------ Extracted data ------

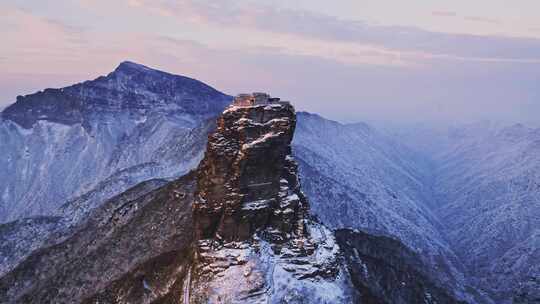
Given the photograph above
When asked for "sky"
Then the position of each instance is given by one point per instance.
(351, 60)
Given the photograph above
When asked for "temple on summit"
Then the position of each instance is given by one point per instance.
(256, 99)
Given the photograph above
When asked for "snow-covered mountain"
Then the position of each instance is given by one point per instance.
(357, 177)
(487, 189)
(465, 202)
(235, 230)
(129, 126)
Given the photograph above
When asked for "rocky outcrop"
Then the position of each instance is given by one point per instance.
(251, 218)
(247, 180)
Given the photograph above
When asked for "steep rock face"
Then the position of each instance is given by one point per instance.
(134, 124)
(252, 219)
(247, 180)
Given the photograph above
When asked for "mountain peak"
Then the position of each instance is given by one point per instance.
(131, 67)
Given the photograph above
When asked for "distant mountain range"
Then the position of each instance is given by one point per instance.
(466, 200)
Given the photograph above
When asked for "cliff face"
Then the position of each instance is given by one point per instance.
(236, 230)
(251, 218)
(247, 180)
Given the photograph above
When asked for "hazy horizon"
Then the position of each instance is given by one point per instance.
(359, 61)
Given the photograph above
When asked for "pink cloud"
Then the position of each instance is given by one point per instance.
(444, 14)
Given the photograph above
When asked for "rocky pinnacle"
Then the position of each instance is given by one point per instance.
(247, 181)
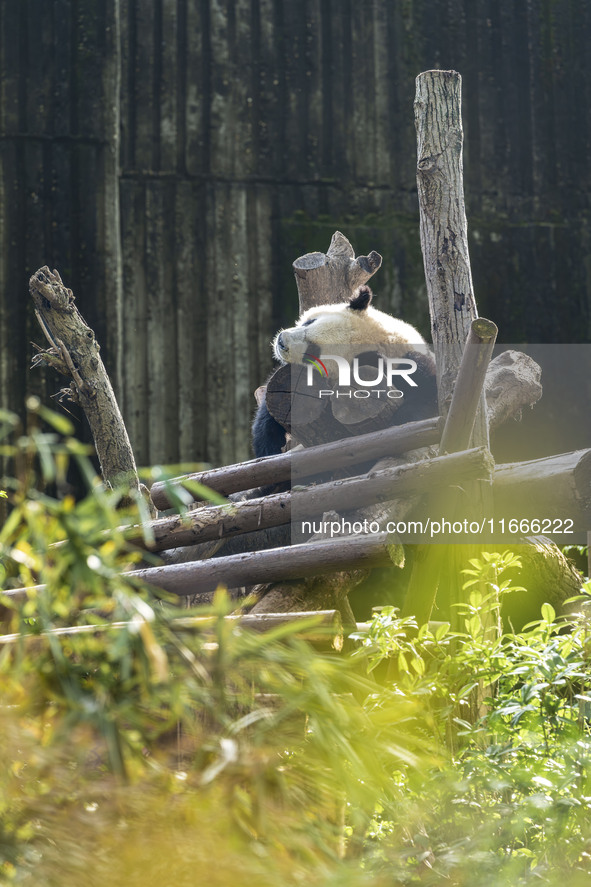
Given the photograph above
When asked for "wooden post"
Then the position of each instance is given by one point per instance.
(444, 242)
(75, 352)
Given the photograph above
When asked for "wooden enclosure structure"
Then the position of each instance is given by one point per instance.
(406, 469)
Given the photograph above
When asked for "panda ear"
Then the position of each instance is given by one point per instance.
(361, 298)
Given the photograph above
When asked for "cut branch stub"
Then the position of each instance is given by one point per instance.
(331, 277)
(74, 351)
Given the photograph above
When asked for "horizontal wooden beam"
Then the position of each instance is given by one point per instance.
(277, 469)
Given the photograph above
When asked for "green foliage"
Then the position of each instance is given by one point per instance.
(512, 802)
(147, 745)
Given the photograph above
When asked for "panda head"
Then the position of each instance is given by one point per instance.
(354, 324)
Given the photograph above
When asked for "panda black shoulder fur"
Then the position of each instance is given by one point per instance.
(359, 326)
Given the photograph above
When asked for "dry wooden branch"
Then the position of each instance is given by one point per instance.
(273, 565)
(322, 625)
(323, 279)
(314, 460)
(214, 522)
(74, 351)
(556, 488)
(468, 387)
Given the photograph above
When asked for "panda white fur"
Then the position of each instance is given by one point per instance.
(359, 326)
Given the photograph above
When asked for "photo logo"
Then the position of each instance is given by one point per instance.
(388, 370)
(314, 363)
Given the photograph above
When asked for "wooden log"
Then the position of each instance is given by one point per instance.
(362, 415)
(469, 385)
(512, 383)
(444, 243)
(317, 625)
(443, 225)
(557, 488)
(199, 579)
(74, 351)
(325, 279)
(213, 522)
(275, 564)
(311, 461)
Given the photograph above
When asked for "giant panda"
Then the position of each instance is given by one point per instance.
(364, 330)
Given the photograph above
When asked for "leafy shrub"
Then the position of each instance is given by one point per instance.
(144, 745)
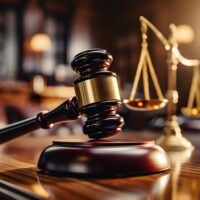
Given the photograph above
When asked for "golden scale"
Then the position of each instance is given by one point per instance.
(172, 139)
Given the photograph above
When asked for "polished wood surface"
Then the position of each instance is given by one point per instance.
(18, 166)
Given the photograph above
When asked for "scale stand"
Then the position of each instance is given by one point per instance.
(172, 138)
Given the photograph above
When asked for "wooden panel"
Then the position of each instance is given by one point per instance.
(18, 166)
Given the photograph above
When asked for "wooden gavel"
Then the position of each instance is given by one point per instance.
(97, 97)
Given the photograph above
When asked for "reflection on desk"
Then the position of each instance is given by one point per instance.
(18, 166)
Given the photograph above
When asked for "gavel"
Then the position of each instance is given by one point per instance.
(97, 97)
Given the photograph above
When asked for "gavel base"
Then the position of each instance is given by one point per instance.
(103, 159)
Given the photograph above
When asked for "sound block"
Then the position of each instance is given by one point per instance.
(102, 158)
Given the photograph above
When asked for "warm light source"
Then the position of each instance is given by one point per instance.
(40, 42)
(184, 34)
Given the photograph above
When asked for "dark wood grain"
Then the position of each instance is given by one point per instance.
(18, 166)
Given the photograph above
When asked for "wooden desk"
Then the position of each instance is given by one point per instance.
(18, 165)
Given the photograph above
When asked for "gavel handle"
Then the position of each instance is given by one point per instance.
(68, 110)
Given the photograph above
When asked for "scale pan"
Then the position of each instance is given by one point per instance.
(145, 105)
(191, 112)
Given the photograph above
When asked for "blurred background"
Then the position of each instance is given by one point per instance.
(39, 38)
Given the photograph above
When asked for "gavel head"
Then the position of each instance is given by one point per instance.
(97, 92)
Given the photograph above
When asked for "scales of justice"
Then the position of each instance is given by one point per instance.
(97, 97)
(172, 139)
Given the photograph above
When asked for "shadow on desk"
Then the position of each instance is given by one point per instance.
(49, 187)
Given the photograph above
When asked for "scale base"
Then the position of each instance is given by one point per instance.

------

Quote the material word for word, dropping any images it holds.

§ Completed task
Given the photograph above
When asked for "sky"
Then the position of each instance is given by one point per instance.
(351, 60)
Given the photograph above
When asked for "temple on summit"
Then the position of each instance is given by one point per instance.
(256, 99)
Given the photograph above
When asked for "snow-covered mountain"
Then the position of each instance is given by one point per instance.
(357, 177)
(487, 189)
(465, 202)
(235, 230)
(129, 126)
Given the photograph above
When asked for "rocky outcrop"
Then the position of each instance is given by one point per instance.
(251, 218)
(247, 180)
Given the photograph above
When asked for "steep rock face"
Then the position of each instance is given by one point per instance.
(134, 124)
(252, 219)
(247, 180)
Given the photograph above
When asked for "mountain peak"
Then the position of each instance is given by one point per instance.
(131, 67)
Given the photograph above
When asked for "distant mountain range"
Then the position of each instance is given by one point per instance.
(466, 200)
Given the photograph above
When asked for "cliff face"
Then the position of each instance is given by one point per instance.
(236, 230)
(251, 218)
(247, 180)
Given the photograph above
When asked for "hazy horizon"
Then the position of each instance is given by one point per instance.
(359, 61)
Given the photograph above
When asked for "pink cloud"
Then the position of each instance is given by one point per instance.
(444, 14)
Given the photograph above
When asked for "rocky pinnacle"
Then the position of each instance is given by one point per instance.
(247, 181)
Given the photograph above
When asked for "wooden post"
Then the position of each instance is given by one point per instance.
(444, 242)
(75, 352)
Given the photograph above
When asked for "wooden enclosure structure"
Then the position of each instance is given by one point per instance.
(406, 469)
Given the photograph above
When asked for "panda ear"
Then the position of each instance is given by one point per instance.
(361, 298)
Given the photograph above
When asked for "cut branch stub"
Then the position of each instance is given by one point per instance.
(331, 277)
(74, 351)
Given the photograph above
When asked for "horizontal wooden beam"
Then the position of each instance is given by one point per instance.
(277, 469)
Given the photograph above
When asked for "green foliage"
Then the position of each instance is given by one point per instance.
(512, 802)
(147, 745)
Given the photograph above
When asked for "panda head"
Then the position of each instance is given by one point per instance.
(354, 324)
Given the photograph above
When asked for "panda black shoulder fur"
Then the position of each instance is given by one point per instance.
(359, 326)
Given the photograph above
When asked for "dry wooden branch"
Then the position of each instance is given by one point per instance.
(273, 565)
(322, 625)
(323, 279)
(314, 460)
(214, 522)
(74, 351)
(556, 488)
(468, 387)
Given the photograph above
When asked for "panda white fur"
Then the position of each instance is given by one point per instance.
(359, 326)
Given the photograph above
When asked for "photo logo"
Then the position of each instance is given by one point per instance.
(388, 370)
(314, 363)
Given the photograph above
When asked for "wooden log"
Then the position of each instance is given by one point per instance.
(362, 415)
(469, 385)
(512, 383)
(444, 243)
(317, 625)
(443, 225)
(557, 488)
(199, 579)
(74, 351)
(325, 279)
(213, 522)
(275, 564)
(311, 461)
Given the photograph above
When asked for "giant panda"
Then the position of each instance is given by one point per instance.
(364, 330)
Given the photograph above
When asked for "leafy shrub"
Then the position of each instance is given by one point per instance.
(144, 745)
Given the photograph above
When asked for "golden scale"
Then the position of each instance is given by one point per instance.
(172, 139)
Given the photograph above
When asked for "polished wood surface"
Then the position of each instance is given by one point per instance.
(18, 166)
Given the photograph above
When asked for "scale stand"
Then the position of each instance is given by one point per instance.
(172, 138)
Given the photograph above
When asked for "wooden panel"
Then the position of each instance is given by one point per instance.
(18, 166)
Given the photograph above
When asked for "wooden gavel"
Then the position of each instance is given by one point per instance.
(97, 97)
Given the photograph above
When asked for "reflection on desk"
Then the position of each instance is given by one point per instance.
(18, 166)
Given the photograph above
When asked for "gavel"
Then the position of each instance is given by one point per instance.
(97, 97)
Given the photograph above
When asked for "gavel base"
Then the position of each instance is given by one point per instance.
(103, 159)
Given the photograph above
When asked for "sound block"
Then the position of each instance is given by one point per instance.
(102, 158)
Given the photograph above
When asked for "warm light source"
Then the position of each instance is given by one point per instance.
(40, 42)
(184, 34)
Given the photograph above
When asked for "dark wood grain"
Then the position of each instance is given by one point per instance.
(18, 166)
Given the photograph above
When asked for "wooden desk"
Then the position of each instance is given by one point per instance.
(18, 165)
Given the photograph above
When asked for "gavel handle"
Then the position of each instance is given by one point per instance.
(68, 110)
Given the photograph above
When asked for "scale pan"
Then the position of each instance is given by one point per instance.
(145, 105)
(191, 112)
Given the photograph above
When asked for "blurred background"
Then the position of each instance is given by one point per instance.
(39, 38)
Given the photograph above
When asked for "gavel head"
Then the position of each instance is given by one point per instance.
(97, 92)
Given the photograph above
When asked for "scales of justice"
Then the position of each instance is given by one point per instance.
(97, 97)
(172, 139)
Given the photograph above
When asked for "shadow on desk"
Then the position of each instance is given by one point per instance.
(49, 187)
Given the photograph above
When asked for "scale base"
Then the position of each instance is given by one point per instance.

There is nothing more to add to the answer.